EXERCISE ▸ Set down exactly the entries below, beginning at their first line and ending at the line with "Give the outline of every instance of the green".

(Saved entries)
----
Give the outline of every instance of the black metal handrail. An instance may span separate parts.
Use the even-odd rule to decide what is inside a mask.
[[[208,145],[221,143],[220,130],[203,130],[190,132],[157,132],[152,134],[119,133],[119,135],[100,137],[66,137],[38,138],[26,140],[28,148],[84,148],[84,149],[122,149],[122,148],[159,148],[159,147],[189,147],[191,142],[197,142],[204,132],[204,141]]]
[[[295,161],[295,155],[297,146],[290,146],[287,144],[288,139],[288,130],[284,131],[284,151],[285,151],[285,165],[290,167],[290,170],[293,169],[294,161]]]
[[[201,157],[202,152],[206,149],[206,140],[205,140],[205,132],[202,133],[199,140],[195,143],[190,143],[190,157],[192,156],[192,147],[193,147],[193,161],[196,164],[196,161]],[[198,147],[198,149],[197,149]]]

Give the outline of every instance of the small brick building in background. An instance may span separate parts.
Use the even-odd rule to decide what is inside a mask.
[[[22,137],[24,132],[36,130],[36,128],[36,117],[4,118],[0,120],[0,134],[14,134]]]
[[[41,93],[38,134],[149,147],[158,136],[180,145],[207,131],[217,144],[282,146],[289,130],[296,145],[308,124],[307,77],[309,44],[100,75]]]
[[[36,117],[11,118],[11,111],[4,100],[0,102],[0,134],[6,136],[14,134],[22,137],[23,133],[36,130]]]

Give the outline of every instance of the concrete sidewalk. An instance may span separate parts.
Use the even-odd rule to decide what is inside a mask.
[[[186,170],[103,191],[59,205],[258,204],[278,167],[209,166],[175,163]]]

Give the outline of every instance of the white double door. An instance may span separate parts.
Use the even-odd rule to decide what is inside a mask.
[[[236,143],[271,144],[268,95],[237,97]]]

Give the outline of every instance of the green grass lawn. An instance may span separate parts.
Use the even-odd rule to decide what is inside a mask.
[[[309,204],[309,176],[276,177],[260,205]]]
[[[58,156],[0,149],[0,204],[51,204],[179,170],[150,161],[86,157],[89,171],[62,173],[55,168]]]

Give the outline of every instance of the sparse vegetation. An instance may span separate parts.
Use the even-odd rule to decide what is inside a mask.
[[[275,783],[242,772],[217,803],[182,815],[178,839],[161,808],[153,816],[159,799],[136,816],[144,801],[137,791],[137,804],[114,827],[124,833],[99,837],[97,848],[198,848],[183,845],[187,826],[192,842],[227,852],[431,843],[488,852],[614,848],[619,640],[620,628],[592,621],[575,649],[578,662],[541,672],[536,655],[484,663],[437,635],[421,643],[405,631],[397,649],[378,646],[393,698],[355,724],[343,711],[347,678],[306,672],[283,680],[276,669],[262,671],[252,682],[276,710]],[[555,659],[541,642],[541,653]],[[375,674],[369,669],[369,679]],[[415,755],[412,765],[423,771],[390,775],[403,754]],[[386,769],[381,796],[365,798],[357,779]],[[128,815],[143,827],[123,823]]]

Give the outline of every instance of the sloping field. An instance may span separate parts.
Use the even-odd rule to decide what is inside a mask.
----
RESULT BELOW ▸
Give the outline of every instance of the black metal handrail. An instance may span separate parts.
Use the even-odd rule to decide what is inside a mask.
[[[208,145],[221,143],[220,130],[203,130],[190,132],[157,132],[152,134],[119,133],[119,135],[100,137],[66,137],[38,138],[26,140],[28,148],[84,148],[84,149],[122,149],[122,148],[159,148],[159,147],[189,147],[191,142],[197,142],[204,132],[204,141]]]
[[[295,161],[295,155],[297,146],[290,146],[287,144],[288,139],[288,130],[284,131],[284,151],[285,151],[285,165],[290,167],[290,170],[293,169],[294,161]]]
[[[201,157],[202,152],[206,149],[206,140],[205,140],[205,132],[202,133],[199,140],[195,143],[190,143],[190,157],[192,156],[192,147],[193,147],[193,161],[196,164],[196,161]],[[198,147],[198,149],[197,149]]]

Give the outline of every instance of the small brick building in background. An instance may span separate parts.
Use the even-odd rule to decide what is inside a mask.
[[[22,137],[24,132],[36,130],[36,128],[36,117],[4,118],[0,120],[0,134],[14,134]]]
[[[41,93],[38,134],[149,147],[158,136],[180,145],[207,131],[217,144],[282,146],[289,130],[296,145],[308,124],[307,77],[309,44],[100,75]]]
[[[36,117],[11,118],[11,111],[4,100],[0,102],[0,134],[6,136],[14,134],[22,137],[23,133],[36,130]]]

Give the outline of every instance of the concrete sidewalk. An instance may span separate parts.
Use the even-odd rule to decide what is inside a mask.
[[[186,170],[103,191],[59,205],[258,204],[278,167],[209,166],[175,163]]]

Give the outline of every instance of the white double door. An instance may span separate parts.
Use the even-odd rule to decide what is inside a mask.
[[[236,143],[271,144],[268,95],[237,97]]]

Give the outline of every instance of the green grass lawn. An instance may span separate parts.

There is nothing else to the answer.